◆ **Metin Parçası**
══════
Ana içeriğe atla

FİZİKSEL/SOSYAL MESAFE’DEN SOSYAL GÜVENCE’YE…



Salgın döneminde sağlık çalışanları hastalığın yayılmasını engellemeye, kendilerini korumaya, hastalarımızı iyileştirmeye çalışırken ve vatandaşlar can derdine düşmüş iken özel sağlık işletme sahipleri ise maliyet derdindeler!
Sağlık hizmetlerine nerede, ne zaman ve ne kadar gereksinim duyulacağı kolayca öngörülemez. Sağlık alanında özel sektörün payının giderek artmasını sağlayan siyasi iktidar, yıllar boyunca eleştirdikleri ve çökerttikleri kamusal ve koruyucu sağlık hizmetlerinin önemini pandemi döneminde dahi anlamakta güçlük çekmektedir.
AKP iktidarının yıllardır kamu aleyhine destekleyip büyüttüğü özel sağlık sektör doğası gereği COVİT-19 hastalığına “maliyet” ve “kâr” penceresinden bakmaktadır.

COVİD-19 pandemisi sürerken;
1-      Özel hastanelerde çalışan hekimler ve sağlık çalışanları ‘iş yoksa para da yok’ denerek işten çıkarılmakta ya da ücretsiz izine ayrılmaya zorlanmaktadır. Ücretleri azaltılarak veya ödenmeyerek  piyasanın ve hastane patronlarının insafına terk edilmiş durumdadırlar.
2-      COVID-19 salgını nedeniyle birçok vatandaşımız kamu ve özel hastanelerde tedavi görmektedir. Özel hastanelerin de pandemi hastanesine dönüştürülmesine karşın, son günlerde özellikle bazı özel hastanelerin Sağlık Bakanının test ve hasta yatış sürecine ilişkin kamu ya da özel hiçbir sağlık kuruluşunun ücret talep edemeyeceğini ifade etmesine rağmen COVİT-19 tanısı alan yatan hastalar ile test yaptırmak isteyenlerden ücret talep ettiği bilgisi kamuoyunun gündemindedir.
3-      Özel sağlık kuruluşlarında sağlık çalışanları, kişisel koruyucu ekipman ve hijyen malzemesi verilmeyerek veya eksik verilerek, korunaksız bırakılmaktadırlar. Bu şekilde sağlık çalışanları hem kendileri için hem de hastalar için bulaş riskine neden olmaktadırlar.
══════
◆ **Mevcut Veriler**
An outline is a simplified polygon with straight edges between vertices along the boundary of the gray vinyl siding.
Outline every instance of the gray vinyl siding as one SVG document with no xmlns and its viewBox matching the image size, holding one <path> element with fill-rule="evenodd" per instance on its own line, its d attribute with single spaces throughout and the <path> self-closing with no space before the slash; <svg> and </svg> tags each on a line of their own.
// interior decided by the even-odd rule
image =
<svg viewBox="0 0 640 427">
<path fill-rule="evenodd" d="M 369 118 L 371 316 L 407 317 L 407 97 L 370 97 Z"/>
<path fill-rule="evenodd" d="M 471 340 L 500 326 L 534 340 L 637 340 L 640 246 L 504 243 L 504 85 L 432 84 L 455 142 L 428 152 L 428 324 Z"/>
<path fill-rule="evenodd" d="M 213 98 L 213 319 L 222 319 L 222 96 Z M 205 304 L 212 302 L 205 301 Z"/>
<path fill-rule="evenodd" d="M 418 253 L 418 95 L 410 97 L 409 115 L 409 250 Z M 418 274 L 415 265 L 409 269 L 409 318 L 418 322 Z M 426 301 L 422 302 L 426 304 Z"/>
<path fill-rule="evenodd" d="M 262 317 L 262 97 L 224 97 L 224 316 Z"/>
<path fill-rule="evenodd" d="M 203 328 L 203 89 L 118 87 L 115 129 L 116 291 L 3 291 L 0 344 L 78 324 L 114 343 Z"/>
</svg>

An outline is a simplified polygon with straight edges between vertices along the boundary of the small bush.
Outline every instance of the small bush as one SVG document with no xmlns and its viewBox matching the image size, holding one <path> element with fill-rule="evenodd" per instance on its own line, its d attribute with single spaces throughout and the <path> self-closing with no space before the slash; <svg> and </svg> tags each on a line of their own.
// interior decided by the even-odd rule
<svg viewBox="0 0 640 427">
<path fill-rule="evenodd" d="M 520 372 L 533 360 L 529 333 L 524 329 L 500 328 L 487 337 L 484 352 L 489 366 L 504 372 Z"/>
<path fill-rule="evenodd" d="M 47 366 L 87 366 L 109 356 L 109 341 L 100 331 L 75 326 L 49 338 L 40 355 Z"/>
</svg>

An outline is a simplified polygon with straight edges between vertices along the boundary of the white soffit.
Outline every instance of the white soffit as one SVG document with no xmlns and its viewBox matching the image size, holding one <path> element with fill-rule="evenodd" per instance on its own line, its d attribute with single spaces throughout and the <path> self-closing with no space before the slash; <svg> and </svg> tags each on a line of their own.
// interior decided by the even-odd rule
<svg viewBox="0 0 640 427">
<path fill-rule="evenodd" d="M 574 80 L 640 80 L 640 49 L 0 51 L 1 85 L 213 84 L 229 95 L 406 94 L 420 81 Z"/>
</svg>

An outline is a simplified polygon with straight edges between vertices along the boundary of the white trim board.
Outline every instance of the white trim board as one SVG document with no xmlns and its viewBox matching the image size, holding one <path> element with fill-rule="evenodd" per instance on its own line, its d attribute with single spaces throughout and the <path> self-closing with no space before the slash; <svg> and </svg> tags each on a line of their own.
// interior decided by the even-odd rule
══════
◆ **İstenen İşlem**
Salgın döneminde özel sağlık sektörünü ele alan metindeki şu cümleyi İngilizceye çevirin: "Sağlık hizmetlerine nerede, ne zaman ve ne kadar gereksinim duyulacağı kolayca öngörülemez."

◆ **Yanıt**
Where, when, and to what extent health services will be needed cannot be easily foreseen.